Mengacu pada teori divusi inovasi yang diutarakan oleh Roggers, sebuah inovasi dapat diterima bila disebarluaskan atau dikomunikasikan. Esensinya adalah inovasi yang dipahami sebagai ide, praktek, atau obyek dalam kaitannya dengan pembangunan harus disebarluaskan melalui media tentunya sehingga inovasi tersebut dapat diterima atau diadopsi oleh masyarakat. Sebelum berbicara lebih lanjut, tentang peranan media tradisional dalam proses pembangunan di Indonesia, ada beberapa konsep yang perlu dijelaskan terlebih dahulu agar tidak terjadi miskomunikasi yang berakibat misunderstanding atau kesalahan pemahaman.

::::::

## SOAL YANG DIBERIKAN
Tolong tuliskan kembali dengan persis bagian bacaan di atas antara "Mengacu pada teori" dan "atau kesalahan pemahaman.", termasuk keduanya.

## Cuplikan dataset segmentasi
::::::

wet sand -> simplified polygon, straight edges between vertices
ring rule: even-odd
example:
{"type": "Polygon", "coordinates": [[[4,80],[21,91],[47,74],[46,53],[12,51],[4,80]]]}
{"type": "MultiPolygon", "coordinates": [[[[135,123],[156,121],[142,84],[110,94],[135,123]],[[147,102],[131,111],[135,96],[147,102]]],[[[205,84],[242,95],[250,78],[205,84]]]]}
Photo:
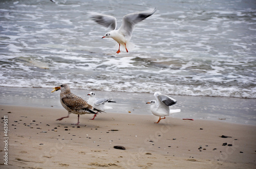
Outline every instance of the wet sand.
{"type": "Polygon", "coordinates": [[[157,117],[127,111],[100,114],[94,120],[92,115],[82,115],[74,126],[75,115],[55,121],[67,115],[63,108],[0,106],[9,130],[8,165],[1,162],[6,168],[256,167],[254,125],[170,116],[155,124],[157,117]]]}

::::::

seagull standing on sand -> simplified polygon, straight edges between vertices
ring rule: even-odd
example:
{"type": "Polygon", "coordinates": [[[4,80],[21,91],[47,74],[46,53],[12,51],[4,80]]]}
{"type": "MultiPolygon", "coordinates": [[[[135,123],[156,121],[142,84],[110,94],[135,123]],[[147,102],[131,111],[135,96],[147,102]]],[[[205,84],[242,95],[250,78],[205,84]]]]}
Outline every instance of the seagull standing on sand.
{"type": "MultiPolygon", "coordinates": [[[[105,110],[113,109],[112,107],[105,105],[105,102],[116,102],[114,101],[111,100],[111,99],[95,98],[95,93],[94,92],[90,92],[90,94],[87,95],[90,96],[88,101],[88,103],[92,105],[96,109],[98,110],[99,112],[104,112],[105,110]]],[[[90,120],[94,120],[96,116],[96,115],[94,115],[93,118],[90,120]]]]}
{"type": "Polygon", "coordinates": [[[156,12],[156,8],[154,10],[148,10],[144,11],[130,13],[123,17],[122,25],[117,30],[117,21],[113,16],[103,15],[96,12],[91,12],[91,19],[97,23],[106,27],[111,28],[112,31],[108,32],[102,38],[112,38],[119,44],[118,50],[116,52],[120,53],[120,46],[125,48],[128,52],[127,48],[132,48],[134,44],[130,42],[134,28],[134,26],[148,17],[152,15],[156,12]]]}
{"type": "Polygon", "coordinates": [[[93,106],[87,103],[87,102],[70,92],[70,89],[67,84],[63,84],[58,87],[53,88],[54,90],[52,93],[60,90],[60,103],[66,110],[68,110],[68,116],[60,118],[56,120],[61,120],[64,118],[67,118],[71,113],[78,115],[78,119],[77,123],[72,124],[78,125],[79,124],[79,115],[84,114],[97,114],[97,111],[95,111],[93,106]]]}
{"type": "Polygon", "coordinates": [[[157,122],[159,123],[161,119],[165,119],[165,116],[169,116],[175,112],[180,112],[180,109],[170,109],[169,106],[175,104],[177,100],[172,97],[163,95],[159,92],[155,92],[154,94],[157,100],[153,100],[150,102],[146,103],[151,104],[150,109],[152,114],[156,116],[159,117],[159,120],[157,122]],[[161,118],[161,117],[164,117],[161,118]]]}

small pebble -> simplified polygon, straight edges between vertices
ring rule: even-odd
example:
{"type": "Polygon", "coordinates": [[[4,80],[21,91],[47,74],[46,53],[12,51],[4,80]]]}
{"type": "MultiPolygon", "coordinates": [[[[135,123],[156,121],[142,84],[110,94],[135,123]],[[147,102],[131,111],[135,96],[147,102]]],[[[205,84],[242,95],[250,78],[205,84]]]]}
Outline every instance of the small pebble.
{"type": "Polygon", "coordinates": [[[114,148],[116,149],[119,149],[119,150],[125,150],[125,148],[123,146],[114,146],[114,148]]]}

::::::

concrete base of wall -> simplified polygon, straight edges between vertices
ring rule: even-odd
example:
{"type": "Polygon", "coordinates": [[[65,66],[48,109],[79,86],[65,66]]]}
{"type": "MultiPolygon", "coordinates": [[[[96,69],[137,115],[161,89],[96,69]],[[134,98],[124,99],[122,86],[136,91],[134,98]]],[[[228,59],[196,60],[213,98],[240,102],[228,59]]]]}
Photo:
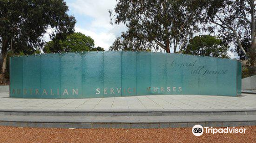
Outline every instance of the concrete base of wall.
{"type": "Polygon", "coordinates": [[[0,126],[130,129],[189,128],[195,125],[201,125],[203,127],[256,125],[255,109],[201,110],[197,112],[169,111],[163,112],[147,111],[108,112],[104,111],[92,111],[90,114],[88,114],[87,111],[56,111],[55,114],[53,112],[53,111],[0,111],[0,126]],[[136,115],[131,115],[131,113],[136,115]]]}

::::::

## JAWABAN DI BAWAH
Mengacu pada teori divusi inovasi yang diutarakan oleh Roggers, sebuah inovasi dapat diterima bila disebarluaskan atau dikomunikasikan. Esensinya adalah inovasi yang dipahami sebagai ide, praktek, atau obyek dalam kaitannya dengan pembangunan harus disebarluaskan melalui media tentunya sehingga inovasi tersebut dapat diterima atau diadopsi oleh masyarakat. Sebelum berbicara lebih lanjut, tentang peranan media tradisional dalam proses pembangunan di Indonesia, ada beberapa konsep yang perlu dijelaskan terlebih dahulu agar tidak terjadi miskomunikasi yang berakibat misunderstanding atau kesalahan pemahaman.